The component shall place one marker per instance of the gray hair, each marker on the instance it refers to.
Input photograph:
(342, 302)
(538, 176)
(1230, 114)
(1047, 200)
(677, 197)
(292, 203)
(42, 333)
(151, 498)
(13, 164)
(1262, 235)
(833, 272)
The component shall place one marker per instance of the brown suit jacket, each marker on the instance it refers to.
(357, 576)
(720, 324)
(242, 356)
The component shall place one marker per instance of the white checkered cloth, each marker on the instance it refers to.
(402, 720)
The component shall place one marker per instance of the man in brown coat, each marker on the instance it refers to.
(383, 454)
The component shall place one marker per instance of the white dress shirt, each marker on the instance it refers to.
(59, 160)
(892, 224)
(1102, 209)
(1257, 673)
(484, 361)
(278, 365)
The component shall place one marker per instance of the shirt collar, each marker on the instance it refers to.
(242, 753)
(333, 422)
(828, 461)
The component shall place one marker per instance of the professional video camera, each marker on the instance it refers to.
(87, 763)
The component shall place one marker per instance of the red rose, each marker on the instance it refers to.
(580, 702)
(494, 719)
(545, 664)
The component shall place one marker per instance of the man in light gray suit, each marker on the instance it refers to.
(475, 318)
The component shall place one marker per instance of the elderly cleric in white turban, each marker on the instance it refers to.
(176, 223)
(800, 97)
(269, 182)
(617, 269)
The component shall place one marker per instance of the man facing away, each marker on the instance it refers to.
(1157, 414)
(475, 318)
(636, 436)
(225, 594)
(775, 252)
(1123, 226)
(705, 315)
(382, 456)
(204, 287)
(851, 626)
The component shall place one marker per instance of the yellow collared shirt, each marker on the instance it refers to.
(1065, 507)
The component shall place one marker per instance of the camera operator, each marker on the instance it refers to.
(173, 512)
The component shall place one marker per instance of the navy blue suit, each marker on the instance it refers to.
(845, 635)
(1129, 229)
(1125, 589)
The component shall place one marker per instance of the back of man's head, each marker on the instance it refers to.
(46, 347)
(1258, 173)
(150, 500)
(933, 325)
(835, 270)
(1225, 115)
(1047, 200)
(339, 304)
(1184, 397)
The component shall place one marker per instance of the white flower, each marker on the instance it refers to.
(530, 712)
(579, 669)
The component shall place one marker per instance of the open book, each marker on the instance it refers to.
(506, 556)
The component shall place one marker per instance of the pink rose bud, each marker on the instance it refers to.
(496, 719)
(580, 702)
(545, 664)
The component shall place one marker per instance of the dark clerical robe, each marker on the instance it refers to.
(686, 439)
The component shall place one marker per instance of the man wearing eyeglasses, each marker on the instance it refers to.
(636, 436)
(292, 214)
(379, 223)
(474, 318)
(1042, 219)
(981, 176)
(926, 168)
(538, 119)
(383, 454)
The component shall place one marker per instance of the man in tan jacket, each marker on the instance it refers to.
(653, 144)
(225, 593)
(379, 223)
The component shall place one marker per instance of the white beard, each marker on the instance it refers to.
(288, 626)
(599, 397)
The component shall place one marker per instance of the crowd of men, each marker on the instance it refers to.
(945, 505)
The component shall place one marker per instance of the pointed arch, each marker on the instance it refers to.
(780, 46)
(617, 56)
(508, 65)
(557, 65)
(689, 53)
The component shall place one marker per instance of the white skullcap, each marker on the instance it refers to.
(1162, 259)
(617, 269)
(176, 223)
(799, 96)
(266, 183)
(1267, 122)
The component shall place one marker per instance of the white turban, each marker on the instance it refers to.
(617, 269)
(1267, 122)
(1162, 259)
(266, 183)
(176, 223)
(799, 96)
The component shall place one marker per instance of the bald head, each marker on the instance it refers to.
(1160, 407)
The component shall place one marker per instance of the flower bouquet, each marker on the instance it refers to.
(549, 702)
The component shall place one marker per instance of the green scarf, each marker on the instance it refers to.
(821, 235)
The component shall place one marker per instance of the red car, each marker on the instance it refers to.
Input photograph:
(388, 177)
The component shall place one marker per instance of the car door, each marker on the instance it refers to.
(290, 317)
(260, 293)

========================================

Exercise description:
Give the data back exactly as it stands.

Result of this task:
The component shall place one marker per instance of the gray hair, each marker on the instance it refers to.
Input photograph:
(342, 302)
(538, 176)
(1230, 114)
(1047, 200)
(677, 197)
(292, 203)
(42, 333)
(151, 498)
(13, 164)
(1262, 235)
(833, 272)
The component shall place one marker per instance of the brown suit jacket, each marker on the instance it refers to.
(357, 576)
(720, 324)
(242, 356)
The component shall place one marker per instance of the white checkered cloth, each marker on the instance it refers to.
(402, 720)
The component shall place one marker per instance of the man in brown coat, each marker on the instance it refers to.
(383, 454)
The component shall place one marker per instance of the white dress shirt, each marker on the instance it refers to.
(59, 160)
(892, 224)
(1102, 209)
(1257, 673)
(484, 361)
(278, 365)
The component shall place one marker per instance of the shirt collar, each marker on the instance it refers to.
(242, 753)
(333, 422)
(828, 461)
The component shall place one marker per instance of the professional video camera, each marker on the instance it refers to.
(87, 763)
The component shall place one marker per instance of the red rose, each marker on the instance it refers to.
(580, 702)
(494, 719)
(545, 664)
The component shall place one marker per instance of the man in light gray suit, each marker on the instance it refers to.
(475, 318)
The component shall place one marker per instance of the elderly cleric in white turban, each marker on the instance it refers to.
(176, 223)
(800, 97)
(269, 182)
(617, 269)
The component shall place one marker per instance of the man facing away, each marker on the instance it refers to.
(1157, 414)
(475, 318)
(636, 436)
(225, 594)
(775, 252)
(1123, 226)
(705, 315)
(382, 456)
(204, 287)
(851, 626)
The component shall place one marker per instance of the yellow collared shirt, each marker on the instance it refers to.
(1065, 507)
The component shall place one marker per instance of the camera operator, each marker on the instance it refers to.
(173, 512)
The component shall place one marker per instance of the navy blue suit, each marker on the instance it refers to.
(845, 635)
(1129, 229)
(1125, 589)
The component shall place one marker per instance of the back of man's head, each marker on the instance it refers to.
(46, 347)
(1258, 173)
(150, 500)
(933, 325)
(835, 270)
(1225, 115)
(1047, 200)
(339, 304)
(1184, 397)
The component shall place one marker per instance of the white flower, each marker on the instance it refers to.
(530, 712)
(579, 669)
The component shall place one marker per instance of the open book, each marker on the instance it refers to.
(506, 556)
The component shall place one marker per instance of the pink rose bud, each marker on the instance it refers to.
(496, 719)
(580, 702)
(545, 664)
The component shall place one marker per instance of the dark clerical robe, each marker on the instance it refers to.
(686, 439)
The component shall place one marker per instance of the man wearing eyeglasses, each marker on the instance it refers to.
(636, 436)
(292, 214)
(379, 223)
(474, 318)
(1042, 219)
(981, 176)
(926, 168)
(538, 119)
(383, 454)
The component shall place one marker per instance of the man in tan jacket, each marker on the instance it refers to.
(653, 144)
(225, 593)
(379, 223)
The component shall place one marker per instance of the white beard, each marker on the instance it refers to.
(288, 626)
(599, 397)
The component shall place one marker per instance of the crowd of men, each marker on the instance it refers to.
(945, 505)
The component shall place one marker per instance of the pointed arch, each marker on the instance it refers to.
(780, 46)
(617, 56)
(508, 65)
(557, 65)
(689, 53)
The component shall place one marker per instance of the white skullcap, each marker on the instance it refers to.
(1162, 259)
(617, 269)
(176, 223)
(799, 96)
(266, 183)
(1267, 122)
The component shall place one marker per instance of the white turban, each marker on the instance it refers to.
(617, 269)
(1267, 122)
(1162, 259)
(266, 183)
(176, 223)
(799, 96)
The component shall place one marker per instance of the bald head, each marker on the instance it refers to.
(1160, 407)
The component shall place one marker per instance of the flower bouquet, each marker on the instance it refers to.
(549, 702)
The component shall place one marker per instance of the green scarf, each marker on the instance it refers to.
(821, 235)
The component shall place one marker per instance of the red car, each marker on the instance it refers to.
Input photograph:
(388, 177)
The component shall place one marker per instance of the car door, each marker on the instance it refers to.
(290, 317)
(260, 293)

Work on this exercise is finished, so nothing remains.